- [What the task requires] Select the lines of the records containing the word "green" and list them.

- [Exercise inputs]
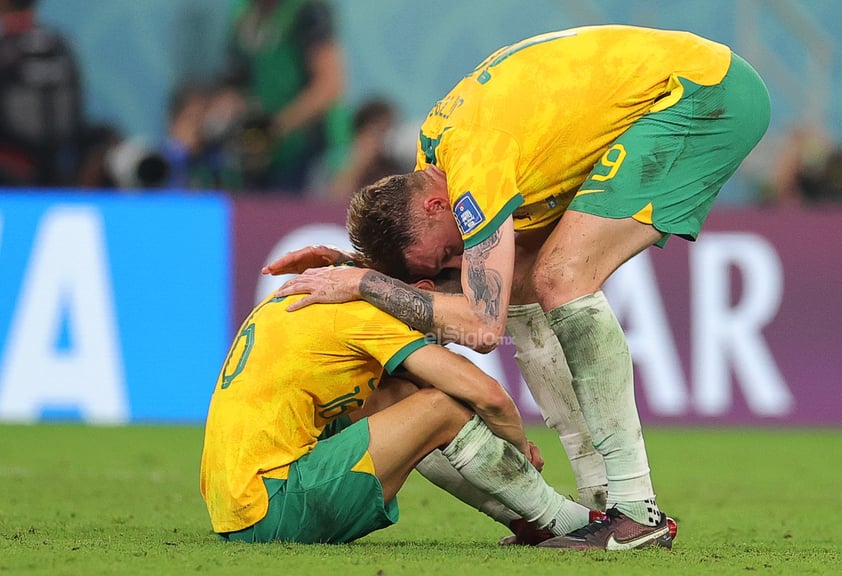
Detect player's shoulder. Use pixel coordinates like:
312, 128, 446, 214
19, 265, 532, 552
335, 299, 410, 327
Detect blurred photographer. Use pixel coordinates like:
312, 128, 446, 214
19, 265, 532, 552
224, 0, 352, 194
159, 77, 279, 192
75, 122, 169, 191
106, 138, 170, 190
193, 80, 263, 191
161, 80, 212, 190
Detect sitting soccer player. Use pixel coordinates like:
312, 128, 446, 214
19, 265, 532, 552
199, 269, 598, 545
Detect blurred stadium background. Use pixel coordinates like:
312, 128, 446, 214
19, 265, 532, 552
0, 0, 840, 430
37, 0, 842, 203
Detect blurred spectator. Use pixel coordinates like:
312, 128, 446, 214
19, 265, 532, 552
309, 96, 412, 202
223, 0, 352, 194
793, 144, 842, 204
161, 80, 210, 189
194, 80, 249, 191
764, 125, 842, 206
0, 0, 83, 187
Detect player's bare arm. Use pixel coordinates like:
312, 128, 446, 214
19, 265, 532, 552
359, 271, 435, 333
449, 218, 515, 351
401, 344, 529, 455
464, 228, 505, 330
354, 220, 515, 351
280, 267, 465, 339
277, 219, 515, 352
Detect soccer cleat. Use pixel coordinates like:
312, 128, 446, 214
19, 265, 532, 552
498, 518, 553, 546
536, 507, 674, 550
667, 516, 677, 540
498, 510, 605, 546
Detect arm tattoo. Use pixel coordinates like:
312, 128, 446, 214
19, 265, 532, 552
465, 229, 503, 322
359, 271, 435, 333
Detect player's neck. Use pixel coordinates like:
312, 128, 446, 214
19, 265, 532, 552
422, 164, 447, 192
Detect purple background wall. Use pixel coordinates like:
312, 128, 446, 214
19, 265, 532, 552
233, 199, 842, 427
631, 210, 841, 425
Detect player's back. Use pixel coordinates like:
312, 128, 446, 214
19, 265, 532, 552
419, 25, 732, 224
448, 25, 730, 139
200, 293, 428, 533
203, 294, 394, 470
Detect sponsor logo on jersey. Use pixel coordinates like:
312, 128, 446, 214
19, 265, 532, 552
454, 192, 485, 235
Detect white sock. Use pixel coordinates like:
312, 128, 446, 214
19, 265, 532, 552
442, 415, 590, 535
545, 291, 658, 525
507, 304, 607, 510
416, 449, 519, 527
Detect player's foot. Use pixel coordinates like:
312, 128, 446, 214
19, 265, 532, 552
537, 507, 674, 550
498, 510, 605, 546
497, 518, 552, 546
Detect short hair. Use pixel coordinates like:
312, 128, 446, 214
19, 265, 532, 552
346, 172, 424, 281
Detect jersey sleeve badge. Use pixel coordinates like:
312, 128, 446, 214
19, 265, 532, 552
454, 191, 486, 235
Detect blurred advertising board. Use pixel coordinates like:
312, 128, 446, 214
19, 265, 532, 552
233, 199, 842, 427
1, 193, 838, 426
0, 192, 230, 424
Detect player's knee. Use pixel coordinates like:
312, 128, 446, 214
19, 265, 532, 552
418, 388, 469, 414
531, 257, 595, 308
414, 388, 472, 428
380, 377, 420, 401
531, 259, 571, 303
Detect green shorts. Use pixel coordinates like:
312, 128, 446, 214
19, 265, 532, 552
569, 52, 771, 247
222, 416, 399, 544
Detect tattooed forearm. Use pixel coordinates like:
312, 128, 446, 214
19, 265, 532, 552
465, 230, 504, 322
360, 270, 435, 333
468, 266, 503, 319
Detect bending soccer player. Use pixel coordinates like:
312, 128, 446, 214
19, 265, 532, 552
268, 25, 770, 549
199, 270, 595, 545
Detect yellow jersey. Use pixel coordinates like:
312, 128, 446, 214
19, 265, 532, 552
415, 25, 732, 247
200, 293, 430, 533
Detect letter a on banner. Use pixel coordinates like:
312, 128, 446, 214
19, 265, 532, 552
0, 206, 129, 423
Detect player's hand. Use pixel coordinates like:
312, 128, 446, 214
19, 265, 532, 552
276, 265, 368, 311
527, 441, 544, 472
261, 245, 356, 276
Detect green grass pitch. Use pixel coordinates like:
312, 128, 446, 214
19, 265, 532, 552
1, 424, 840, 575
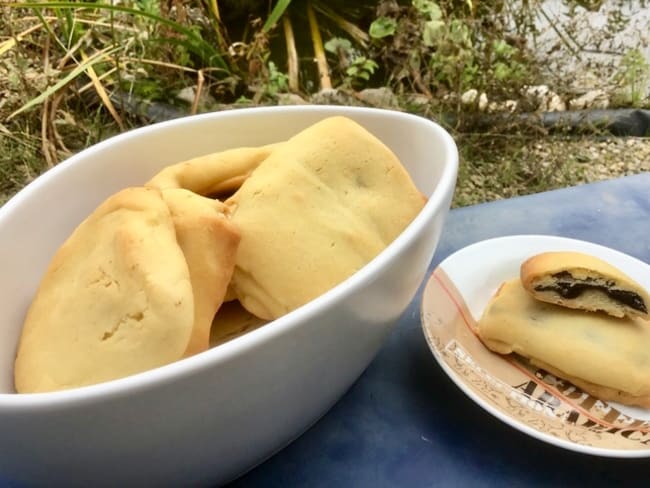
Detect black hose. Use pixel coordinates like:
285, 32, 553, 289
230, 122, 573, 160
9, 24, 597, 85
520, 109, 650, 137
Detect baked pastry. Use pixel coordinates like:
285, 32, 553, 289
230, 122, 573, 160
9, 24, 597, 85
209, 300, 268, 348
477, 278, 650, 408
520, 251, 649, 319
161, 189, 240, 356
225, 116, 426, 320
146, 143, 281, 197
15, 187, 195, 393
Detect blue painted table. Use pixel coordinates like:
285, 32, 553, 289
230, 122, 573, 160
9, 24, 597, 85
230, 173, 650, 487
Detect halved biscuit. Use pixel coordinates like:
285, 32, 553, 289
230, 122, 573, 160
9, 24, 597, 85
15, 187, 194, 393
478, 278, 650, 408
520, 251, 649, 319
225, 116, 426, 320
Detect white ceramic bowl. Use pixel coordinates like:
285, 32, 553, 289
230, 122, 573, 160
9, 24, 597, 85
0, 106, 457, 486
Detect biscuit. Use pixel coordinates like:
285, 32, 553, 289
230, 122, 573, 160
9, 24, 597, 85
146, 143, 281, 197
520, 251, 649, 318
209, 300, 268, 348
15, 187, 195, 393
477, 278, 650, 408
161, 189, 240, 356
225, 116, 426, 320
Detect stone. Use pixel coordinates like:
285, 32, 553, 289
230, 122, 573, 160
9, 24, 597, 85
487, 99, 519, 113
277, 93, 309, 105
461, 89, 479, 105
504, 100, 518, 112
404, 93, 431, 110
523, 84, 566, 112
175, 86, 217, 110
357, 87, 400, 108
524, 84, 550, 101
478, 92, 489, 111
568, 89, 610, 110
310, 88, 360, 106
176, 86, 197, 104
546, 93, 567, 112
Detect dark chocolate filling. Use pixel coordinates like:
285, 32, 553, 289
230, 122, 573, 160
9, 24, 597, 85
534, 272, 647, 313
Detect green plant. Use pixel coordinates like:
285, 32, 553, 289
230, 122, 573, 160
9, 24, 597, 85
265, 61, 290, 97
491, 39, 528, 82
368, 0, 535, 110
369, 17, 397, 39
324, 36, 377, 87
414, 0, 443, 46
324, 37, 353, 56
616, 49, 649, 107
428, 17, 477, 91
346, 57, 378, 84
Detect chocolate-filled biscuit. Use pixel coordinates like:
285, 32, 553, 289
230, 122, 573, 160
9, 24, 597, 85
520, 251, 649, 319
478, 278, 650, 408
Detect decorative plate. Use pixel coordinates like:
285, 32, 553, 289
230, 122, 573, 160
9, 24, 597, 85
421, 234, 650, 457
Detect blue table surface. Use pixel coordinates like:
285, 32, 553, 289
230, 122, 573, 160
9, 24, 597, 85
230, 173, 650, 488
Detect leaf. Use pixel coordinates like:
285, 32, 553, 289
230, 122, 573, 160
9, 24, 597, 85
346, 66, 359, 77
363, 59, 378, 72
413, 0, 442, 20
263, 0, 293, 33
422, 20, 444, 47
369, 17, 397, 39
493, 62, 511, 81
324, 37, 352, 54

- [Response to the exercise]
Detect green shorts. Use pixel coordinates like:
Detect green grass pitch. Use pixel coordinates like:
Detect green plant. Use pixel coordinates like:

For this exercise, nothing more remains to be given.